Individual atoms have quantized discrete energy levels which are occupied by each individual atom's electrons. In the case of a solid, however, many atoms are in close proximity to one another and the discrete energy levels of the individual atoms combine to form so-called “energy bands.” These energy bands are defined by energies that can be determined by spectroscopically measuring the bandgap in the solid, for example, according to known spectroscopic methods, such as wavelength modulation spectroscopy. Generally, photons having energy values that lie below the bandgap will transmit through the solid, while photons having energy values at or above the bandgap will be strongly absorbed. In wavelength modulation spectroscopy, the relative absorption of the photons is correlated with the band density of states.

The energy bands describe electron behavior within the solid. For example, in these energy bands, electron energy can be described as a function of the electron's wave-vector as the electron travels through the solid. Macroscopic behavior of many electrons in the solid—electrical conductivity, thermal conductivity, and the like—result from the band structure. Ordinarily, the geometric construction of solids do not have an effect on the band structure. However, for very thin solids such as graphene, not only does the solid's geometry change, but so too does its band structure. That is, for thin solids, the electron behavior changes as the geometry of the solid changes. Thus, whether a solid is a defined as a “2D-structure” or a “3D-structure” depends on the solid's band structure. For example, graphene is monoatomic and its 2D band structure only exists when it is one atomic layer thick. The addition of more atomic layers (e.g., from single-layer graphene to few-layer graphene) not only increases graphene's thickness, but also changes its band structure toward its 3D configuration. In contrast, topological insulators comprise several different atoms and can be molecularly engineered. Thus, unlike graphene which faces the aforementioned issues to changes in its band structure, a topological insulator largely maintains its 2D band structure even as the material's thickness is changed.

The at least one non-carbon-based topological insulator can have selected optical transmittance.

As used herein, the term “optical transmittance” means the fraction of incident electromagnetic power that is transmitted through a substance, mixture, or material.
+-------+
▶ _Problems and tasks_:
(A) Can you reproduce the energy-band passage from "Individual atoms have" through "density of states." with "bandgap" replaced by "band gap" throughout?
(B) How would the passage on energy bands and topological insulators go on past its final sentence? Write the next part.

▶ _Dataset rows_:
+-------+
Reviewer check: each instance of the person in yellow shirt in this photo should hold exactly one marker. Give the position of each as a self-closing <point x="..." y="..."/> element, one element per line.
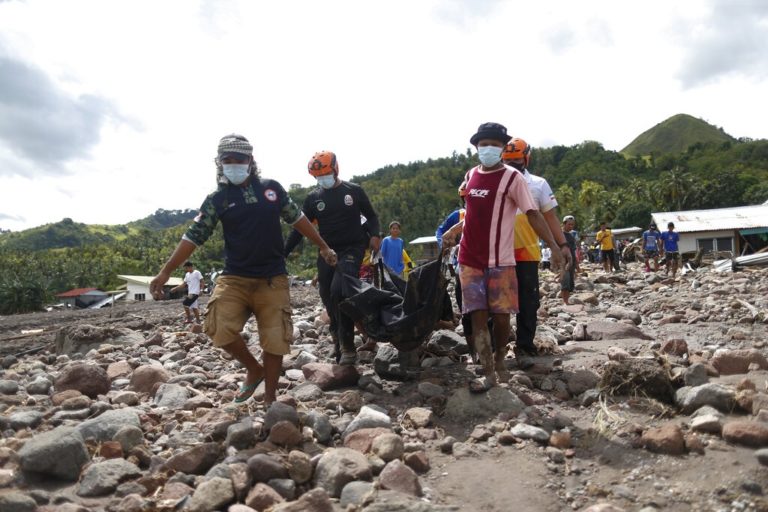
<point x="605" y="238"/>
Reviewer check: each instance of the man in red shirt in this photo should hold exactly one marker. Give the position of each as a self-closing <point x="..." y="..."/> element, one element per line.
<point x="486" y="254"/>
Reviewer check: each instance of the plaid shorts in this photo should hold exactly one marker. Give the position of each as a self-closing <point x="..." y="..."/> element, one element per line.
<point x="490" y="289"/>
<point x="233" y="301"/>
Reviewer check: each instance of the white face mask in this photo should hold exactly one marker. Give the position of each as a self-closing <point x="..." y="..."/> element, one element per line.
<point x="327" y="181"/>
<point x="236" y="173"/>
<point x="489" y="155"/>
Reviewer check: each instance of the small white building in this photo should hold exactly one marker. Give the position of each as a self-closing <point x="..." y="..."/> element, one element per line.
<point x="138" y="286"/>
<point x="727" y="231"/>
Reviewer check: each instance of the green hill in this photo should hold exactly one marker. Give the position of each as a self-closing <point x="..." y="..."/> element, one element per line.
<point x="68" y="233"/>
<point x="680" y="164"/>
<point x="675" y="135"/>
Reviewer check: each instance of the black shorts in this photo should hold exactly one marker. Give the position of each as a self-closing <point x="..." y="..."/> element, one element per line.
<point x="189" y="300"/>
<point x="568" y="282"/>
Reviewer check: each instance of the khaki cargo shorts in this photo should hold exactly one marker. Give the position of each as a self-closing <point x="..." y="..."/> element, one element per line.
<point x="233" y="301"/>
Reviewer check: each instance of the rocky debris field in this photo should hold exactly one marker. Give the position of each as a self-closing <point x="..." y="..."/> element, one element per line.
<point x="650" y="394"/>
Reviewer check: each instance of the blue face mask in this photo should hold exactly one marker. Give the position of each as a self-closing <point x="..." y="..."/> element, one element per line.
<point x="236" y="173"/>
<point x="327" y="181"/>
<point x="489" y="155"/>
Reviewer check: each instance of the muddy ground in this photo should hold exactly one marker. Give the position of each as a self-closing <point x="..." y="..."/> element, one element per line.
<point x="605" y="464"/>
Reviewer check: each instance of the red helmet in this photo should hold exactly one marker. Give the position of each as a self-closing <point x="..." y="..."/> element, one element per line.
<point x="516" y="149"/>
<point x="322" y="163"/>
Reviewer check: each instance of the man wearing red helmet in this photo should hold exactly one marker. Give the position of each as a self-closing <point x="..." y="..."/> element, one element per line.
<point x="336" y="206"/>
<point x="495" y="192"/>
<point x="517" y="154"/>
<point x="254" y="280"/>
+-------+
▶ _The results_:
(A)
Individual atoms have quantized discrete energy levels which are occupied by each individual atom's electrons. In the case of a solid, however, many atoms are in close proximity to one another and the discrete energy levels of the individual atoms combine to form so-called “energy bands.” These energy bands are defined by energies that can be determined by spectroscopically measuring the band gap in the solid, for example, according to known spectroscopic methods, such as wavelength modulation spectroscopy. Generally, photons having energy values that lie below the band gap will transmit through the solid, while photons having energy values at or above the band gap will be strongly absorbed. In wavelength modulation spectroscopy, the relative absorption of the photons is correlated with the band density of states.

(B)
The selected optical transmittance can provide improved optical properties, such as improved optical clarity, improved transparency, and/or improved protection from ultraviolet radiation. This can be accomplished by controlling optical transmittance and/or optical non-transmittance—including one or both of reflection or absorption—over spectral regimes defined by the desired use(s). The at least one non-carbon-based topological insulator can be tuned to achieve this type of control, which provides significant flexibility in design. The effects of such control can be measured, for example, using standard laboratory optical equipment, as understood by one of ordinary skill in the art.

The at least one non-carbon-based topological insulator with the selected optical transmittance can comprise at least one two-dimensional, non-carbon-based topological insulator. The at least one non-carbon-based topological insulator with the selected optical transmittance can comprise at least one three-dimensional, non-carbon-based topological insulator.

The optical transmittance of the at least one non-carbon-based topological insulator can be measured using, for example, a spectrometer over a broad range of wavelengths (such as when measuring transmitted light across the visible spectrum) or a narrow range of wavelengths (such as when measuring reflected laser light at a specific wavelength). However, any method of measuring the optical transmittance not inconsistent with the present application can be used, including any suitable instrumentation. The measured wavelengths may or may not be within the range of visible light (e.g., ultraviolet, visible light, infrared).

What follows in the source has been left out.